Directive 1:
Answer these questions about the mailing list post below, one per line:
(a) Which version does Robert say was released that day?
(b) Which issue number does Robert cite for the maven url and artifact id?
(c) According to Alex, from around what year is the last discussion on the mailing list?

Document passage:
---------------

Posted by Robert Zeigler <ro...@scazdl.org>.
Try version 1.0.0, just released today. ;)
See my comment on issue 815 for the maven url, artifact id, etc.

In any event, there's a framework solution in place already... it's  
just that it's a blacklist-based solution instead of a whitelist-based  
solution.  Although whitelist-based security tends to be more secure,  
blacklisting has its merits.  For a webapp, for example, there's often  
a lot more that you want accessible than otherwise (all of  
your .png, .jpg, .jpeg, .gif, .js, .css files, for example).  The  
solution I wrote allows for pattern-based whitelisting, but that can  
be dangerous: it's awfully easy to write a pattern that isn't as  
secure as you think it is.  Anyway, just food for thought... you can  
contribute to the framework as is and have it immediately block access  
to dangerous resources for you.  In fact, you could write a standalone  
module that does nothing other than contribute your blacklist  
preferences (eg: *.xml, *.class, etc.), then just add that module as a  
dependency for any new project. *shrug*

Robert

On Aug 26, 2009, at 8/261:21 AM , Alex Kotchnev wrote:

> Christian,
>   you seem to indicate that there's an easy fix for this on the  
> mailing
> list; however, the last discussion there is from around 2007; the  
> module
> that Robert is referring to is out of date (e.g. referring to old  
> package
> names, etc). Any other tips on addressing this ?
>
>   I'm completely taken aback by such a gaping security hole in the
> framework. Considering that this issue has been known since 2007, I'm
> completely blown away that the framework doesn't provide a solution  
> in T5
> (not in T5.1).
>
> Cheers,
>
> Alex K
>
> On Tue, Aug 25, 2009 at 8:44 AM, Christian Riedel
> <ch...@gmx.net>wrote:
>
>> FYI you should (all) be aware of TAP-815*! Your assets** are  
>> readable for
>> everybody!

---------------

Material supplied:

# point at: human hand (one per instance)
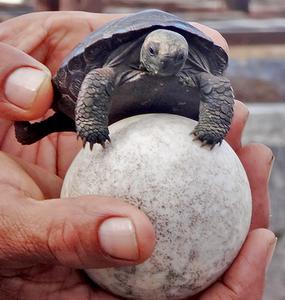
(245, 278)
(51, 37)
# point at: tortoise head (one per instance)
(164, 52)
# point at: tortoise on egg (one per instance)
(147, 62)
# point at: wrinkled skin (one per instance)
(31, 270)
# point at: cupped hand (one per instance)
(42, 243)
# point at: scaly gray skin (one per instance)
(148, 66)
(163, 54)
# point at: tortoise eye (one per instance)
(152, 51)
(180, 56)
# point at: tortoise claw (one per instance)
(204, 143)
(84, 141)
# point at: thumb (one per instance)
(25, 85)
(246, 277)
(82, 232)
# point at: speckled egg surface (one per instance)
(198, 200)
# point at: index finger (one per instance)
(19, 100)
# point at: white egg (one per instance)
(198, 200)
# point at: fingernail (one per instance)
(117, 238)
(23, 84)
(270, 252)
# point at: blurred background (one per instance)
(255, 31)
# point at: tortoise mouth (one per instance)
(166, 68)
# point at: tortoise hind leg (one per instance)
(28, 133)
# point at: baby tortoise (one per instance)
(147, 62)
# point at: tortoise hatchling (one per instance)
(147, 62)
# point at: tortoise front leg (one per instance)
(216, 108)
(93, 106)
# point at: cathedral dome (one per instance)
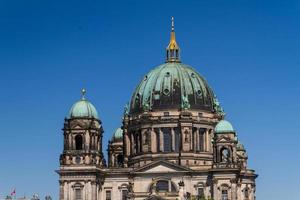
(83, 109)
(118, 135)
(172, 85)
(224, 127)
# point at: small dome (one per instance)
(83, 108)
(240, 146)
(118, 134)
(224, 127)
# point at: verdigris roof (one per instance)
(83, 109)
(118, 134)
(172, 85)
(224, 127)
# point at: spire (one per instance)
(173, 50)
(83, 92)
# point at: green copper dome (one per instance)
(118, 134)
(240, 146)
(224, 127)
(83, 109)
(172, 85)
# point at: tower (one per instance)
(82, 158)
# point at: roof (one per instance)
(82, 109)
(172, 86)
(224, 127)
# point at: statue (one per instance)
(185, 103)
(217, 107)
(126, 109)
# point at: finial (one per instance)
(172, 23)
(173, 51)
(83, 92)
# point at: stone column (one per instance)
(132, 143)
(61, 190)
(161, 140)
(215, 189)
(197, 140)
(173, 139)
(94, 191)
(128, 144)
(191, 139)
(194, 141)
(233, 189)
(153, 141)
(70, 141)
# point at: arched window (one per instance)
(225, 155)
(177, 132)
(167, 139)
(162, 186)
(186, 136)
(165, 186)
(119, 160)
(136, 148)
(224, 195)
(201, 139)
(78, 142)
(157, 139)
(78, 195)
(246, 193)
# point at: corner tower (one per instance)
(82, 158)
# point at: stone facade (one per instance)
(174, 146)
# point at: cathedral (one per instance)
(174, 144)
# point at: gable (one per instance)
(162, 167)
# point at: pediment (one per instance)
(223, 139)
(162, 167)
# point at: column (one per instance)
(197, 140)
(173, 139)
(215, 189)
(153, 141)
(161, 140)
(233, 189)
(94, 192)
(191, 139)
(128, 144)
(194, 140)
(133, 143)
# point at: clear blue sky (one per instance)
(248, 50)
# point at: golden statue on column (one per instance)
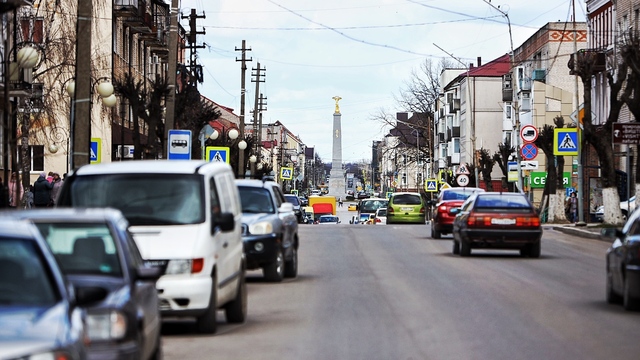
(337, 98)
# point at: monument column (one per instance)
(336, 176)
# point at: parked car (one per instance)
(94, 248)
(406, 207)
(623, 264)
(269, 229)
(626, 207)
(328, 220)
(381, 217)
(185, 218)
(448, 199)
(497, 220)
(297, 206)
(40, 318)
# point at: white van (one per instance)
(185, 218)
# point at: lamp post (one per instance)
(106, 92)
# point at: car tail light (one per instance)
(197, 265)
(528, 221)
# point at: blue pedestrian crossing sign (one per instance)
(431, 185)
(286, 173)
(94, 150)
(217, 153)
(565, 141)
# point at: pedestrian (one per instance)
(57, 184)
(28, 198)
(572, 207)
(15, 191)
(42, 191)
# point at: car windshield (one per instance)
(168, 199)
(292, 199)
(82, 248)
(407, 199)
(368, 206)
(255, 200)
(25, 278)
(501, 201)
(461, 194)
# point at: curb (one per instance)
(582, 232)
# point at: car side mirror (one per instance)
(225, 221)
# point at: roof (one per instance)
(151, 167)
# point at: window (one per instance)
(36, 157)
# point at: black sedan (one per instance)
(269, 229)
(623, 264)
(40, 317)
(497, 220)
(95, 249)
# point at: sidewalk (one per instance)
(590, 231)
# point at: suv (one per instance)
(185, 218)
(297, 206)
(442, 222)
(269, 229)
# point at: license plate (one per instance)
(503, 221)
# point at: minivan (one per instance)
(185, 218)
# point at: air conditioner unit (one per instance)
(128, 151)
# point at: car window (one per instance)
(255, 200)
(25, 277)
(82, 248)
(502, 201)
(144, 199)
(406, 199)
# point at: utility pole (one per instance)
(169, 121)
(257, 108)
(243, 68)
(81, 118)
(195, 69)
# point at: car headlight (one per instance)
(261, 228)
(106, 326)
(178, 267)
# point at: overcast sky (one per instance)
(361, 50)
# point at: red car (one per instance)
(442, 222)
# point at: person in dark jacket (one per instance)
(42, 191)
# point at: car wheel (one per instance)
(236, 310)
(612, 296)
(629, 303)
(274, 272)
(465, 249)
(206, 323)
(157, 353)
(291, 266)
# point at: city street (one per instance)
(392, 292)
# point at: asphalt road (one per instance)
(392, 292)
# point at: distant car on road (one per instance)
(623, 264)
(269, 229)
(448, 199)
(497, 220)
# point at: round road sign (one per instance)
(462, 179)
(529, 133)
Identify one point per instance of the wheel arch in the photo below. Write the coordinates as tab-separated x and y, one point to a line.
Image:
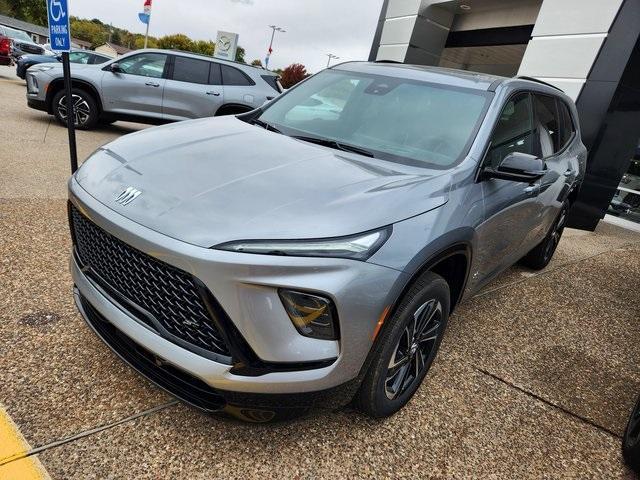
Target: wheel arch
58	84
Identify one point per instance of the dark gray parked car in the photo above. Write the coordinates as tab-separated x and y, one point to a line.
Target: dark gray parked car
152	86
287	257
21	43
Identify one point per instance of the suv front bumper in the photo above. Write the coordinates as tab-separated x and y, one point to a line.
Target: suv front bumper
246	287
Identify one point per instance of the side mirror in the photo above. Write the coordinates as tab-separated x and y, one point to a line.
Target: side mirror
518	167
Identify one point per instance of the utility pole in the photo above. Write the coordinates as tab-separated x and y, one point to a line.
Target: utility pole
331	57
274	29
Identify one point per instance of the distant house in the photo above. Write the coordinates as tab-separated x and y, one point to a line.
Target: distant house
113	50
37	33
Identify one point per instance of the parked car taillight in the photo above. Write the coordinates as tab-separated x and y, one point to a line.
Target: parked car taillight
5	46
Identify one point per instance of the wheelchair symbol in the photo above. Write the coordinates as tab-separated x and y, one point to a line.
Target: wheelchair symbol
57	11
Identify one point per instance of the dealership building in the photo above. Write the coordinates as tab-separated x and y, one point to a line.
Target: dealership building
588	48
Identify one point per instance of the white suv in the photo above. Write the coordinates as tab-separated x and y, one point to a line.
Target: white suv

---------------

Directive 2: Please identify every line in the records above that contains the word "pedestrian", and copy each such line. Case counts.

Worked answer 1:
(a) 1.0.0
(b) 815
(c) 2007

Worked answer 2:
# point at: blue pedestrian crossing sign (one per instance)
# point at: pedestrian (one per instance)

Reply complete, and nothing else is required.